::: Record excerpts :::

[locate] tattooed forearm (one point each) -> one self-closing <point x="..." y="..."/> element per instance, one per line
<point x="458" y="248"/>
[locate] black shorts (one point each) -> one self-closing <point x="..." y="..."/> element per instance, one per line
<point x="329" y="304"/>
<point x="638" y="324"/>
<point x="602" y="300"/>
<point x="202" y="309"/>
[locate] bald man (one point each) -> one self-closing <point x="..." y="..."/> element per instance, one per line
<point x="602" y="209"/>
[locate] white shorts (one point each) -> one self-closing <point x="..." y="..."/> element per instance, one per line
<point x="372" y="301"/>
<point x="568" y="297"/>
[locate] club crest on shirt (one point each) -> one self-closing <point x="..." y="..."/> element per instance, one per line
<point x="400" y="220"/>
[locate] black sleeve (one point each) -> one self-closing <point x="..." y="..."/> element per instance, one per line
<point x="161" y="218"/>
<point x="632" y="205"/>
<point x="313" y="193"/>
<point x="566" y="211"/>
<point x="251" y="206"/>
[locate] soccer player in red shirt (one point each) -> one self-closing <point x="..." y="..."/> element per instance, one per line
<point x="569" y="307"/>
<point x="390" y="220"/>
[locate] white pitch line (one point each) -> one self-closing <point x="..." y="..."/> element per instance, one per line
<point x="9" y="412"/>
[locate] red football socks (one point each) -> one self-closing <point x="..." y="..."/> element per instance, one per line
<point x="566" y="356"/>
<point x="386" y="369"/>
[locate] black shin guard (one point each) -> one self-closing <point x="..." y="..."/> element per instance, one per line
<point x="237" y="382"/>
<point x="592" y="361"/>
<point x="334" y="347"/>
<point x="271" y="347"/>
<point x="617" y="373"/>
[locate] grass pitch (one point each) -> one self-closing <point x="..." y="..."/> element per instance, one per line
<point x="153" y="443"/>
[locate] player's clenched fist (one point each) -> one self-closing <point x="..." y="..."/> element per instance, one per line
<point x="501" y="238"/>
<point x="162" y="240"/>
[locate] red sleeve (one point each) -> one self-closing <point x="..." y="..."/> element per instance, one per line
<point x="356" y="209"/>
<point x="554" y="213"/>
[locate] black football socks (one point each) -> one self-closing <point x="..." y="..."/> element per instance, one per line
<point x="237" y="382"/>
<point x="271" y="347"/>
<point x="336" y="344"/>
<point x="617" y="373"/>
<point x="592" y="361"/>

:::

◆ **What you have to do**
Reproduce the lines from the one containing "[locate] black football" through the end of the records, inclusive, keeping the requests unchanged. In the answers, multiply every x and y coordinate by 0.3 and round each result to a whole number, with halves rounded up.

◆ **Result of the task**
[locate] black football socks (one point each) -> one self-closing <point x="..." y="..."/> element per instance, one per line
<point x="71" y="115"/>
<point x="81" y="104"/>
<point x="101" y="103"/>
<point x="185" y="112"/>
<point x="178" y="108"/>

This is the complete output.